(Photo-based referring expression data)
================

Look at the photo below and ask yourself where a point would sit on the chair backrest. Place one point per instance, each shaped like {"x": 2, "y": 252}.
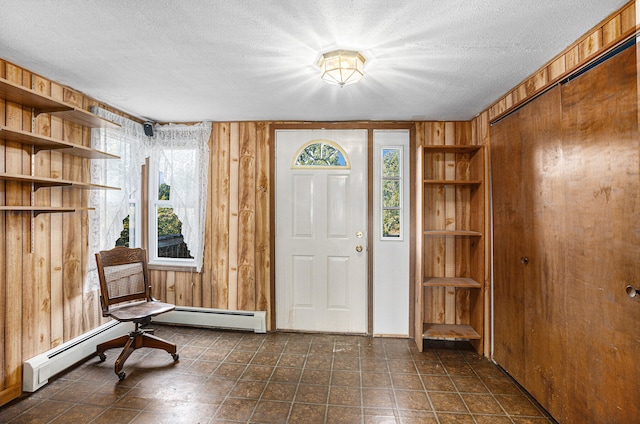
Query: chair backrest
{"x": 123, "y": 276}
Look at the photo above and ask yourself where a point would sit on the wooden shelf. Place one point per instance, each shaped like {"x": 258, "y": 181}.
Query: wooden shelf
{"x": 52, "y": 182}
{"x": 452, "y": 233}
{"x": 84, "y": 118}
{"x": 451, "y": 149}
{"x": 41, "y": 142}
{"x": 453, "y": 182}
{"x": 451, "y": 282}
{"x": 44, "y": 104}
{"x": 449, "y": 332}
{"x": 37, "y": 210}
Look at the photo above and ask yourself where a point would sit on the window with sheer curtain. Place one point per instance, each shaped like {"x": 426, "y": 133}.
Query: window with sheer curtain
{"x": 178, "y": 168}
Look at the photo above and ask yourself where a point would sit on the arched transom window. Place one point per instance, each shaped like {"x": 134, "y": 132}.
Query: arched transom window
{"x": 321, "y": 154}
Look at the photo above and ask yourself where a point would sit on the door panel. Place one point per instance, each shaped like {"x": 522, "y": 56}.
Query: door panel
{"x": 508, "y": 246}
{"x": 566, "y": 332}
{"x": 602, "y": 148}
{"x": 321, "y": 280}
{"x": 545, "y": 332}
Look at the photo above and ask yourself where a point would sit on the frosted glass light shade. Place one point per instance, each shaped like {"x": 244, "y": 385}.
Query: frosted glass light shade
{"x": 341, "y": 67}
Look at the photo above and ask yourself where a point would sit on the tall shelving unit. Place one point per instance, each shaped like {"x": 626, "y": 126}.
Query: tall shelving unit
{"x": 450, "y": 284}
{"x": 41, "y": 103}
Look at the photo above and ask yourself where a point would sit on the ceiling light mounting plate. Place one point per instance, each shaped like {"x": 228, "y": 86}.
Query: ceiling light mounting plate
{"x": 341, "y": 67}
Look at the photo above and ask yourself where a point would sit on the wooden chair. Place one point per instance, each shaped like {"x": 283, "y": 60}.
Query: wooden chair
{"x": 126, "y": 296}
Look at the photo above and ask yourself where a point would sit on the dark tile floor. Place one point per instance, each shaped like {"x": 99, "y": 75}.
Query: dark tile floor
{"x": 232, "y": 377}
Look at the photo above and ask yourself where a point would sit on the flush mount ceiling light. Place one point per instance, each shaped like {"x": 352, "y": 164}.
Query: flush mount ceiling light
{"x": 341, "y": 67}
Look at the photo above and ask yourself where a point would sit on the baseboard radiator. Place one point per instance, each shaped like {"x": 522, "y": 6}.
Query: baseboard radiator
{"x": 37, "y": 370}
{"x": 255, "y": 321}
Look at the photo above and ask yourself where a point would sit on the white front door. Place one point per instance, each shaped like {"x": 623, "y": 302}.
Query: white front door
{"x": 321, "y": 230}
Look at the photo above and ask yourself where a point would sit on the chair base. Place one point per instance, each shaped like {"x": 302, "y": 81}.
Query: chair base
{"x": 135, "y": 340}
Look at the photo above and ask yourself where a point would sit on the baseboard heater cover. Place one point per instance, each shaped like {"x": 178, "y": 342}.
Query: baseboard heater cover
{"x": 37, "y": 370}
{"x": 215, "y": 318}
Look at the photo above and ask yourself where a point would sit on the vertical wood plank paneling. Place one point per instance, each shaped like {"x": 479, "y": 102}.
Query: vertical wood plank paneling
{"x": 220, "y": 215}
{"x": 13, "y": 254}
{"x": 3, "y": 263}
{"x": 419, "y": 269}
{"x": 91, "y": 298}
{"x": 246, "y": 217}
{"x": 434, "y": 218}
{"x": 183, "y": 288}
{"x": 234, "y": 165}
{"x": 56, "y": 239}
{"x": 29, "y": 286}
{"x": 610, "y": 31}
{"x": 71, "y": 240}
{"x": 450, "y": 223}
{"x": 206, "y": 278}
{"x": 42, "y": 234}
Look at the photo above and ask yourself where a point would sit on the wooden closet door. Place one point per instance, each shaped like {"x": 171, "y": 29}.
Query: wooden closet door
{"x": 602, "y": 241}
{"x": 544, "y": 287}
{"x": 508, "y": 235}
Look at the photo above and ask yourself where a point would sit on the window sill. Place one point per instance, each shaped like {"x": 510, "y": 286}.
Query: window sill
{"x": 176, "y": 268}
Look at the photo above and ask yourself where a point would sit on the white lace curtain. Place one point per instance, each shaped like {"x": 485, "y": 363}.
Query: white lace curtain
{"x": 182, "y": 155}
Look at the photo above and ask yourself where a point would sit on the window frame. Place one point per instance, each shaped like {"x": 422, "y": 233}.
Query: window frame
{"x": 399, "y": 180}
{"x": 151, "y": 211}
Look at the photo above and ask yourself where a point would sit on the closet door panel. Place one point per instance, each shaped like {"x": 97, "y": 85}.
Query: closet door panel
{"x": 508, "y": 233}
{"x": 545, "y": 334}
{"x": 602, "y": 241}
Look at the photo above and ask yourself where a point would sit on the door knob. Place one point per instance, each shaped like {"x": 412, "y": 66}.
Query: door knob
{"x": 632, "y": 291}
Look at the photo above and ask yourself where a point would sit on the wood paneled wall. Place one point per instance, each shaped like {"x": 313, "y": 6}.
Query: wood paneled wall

================

> _INSTRUCTIONS TO FOLLOW_
Check each line of the entries, and copy the ones that contain "wall".

> _SOLUTION TO THIS EXERCISE_
Look at the photo above and ask yourself where a point would sit on the wood paneled wall. Place one point per instance, each shaped like {"x": 313, "y": 6}.
Query: wood paneled wall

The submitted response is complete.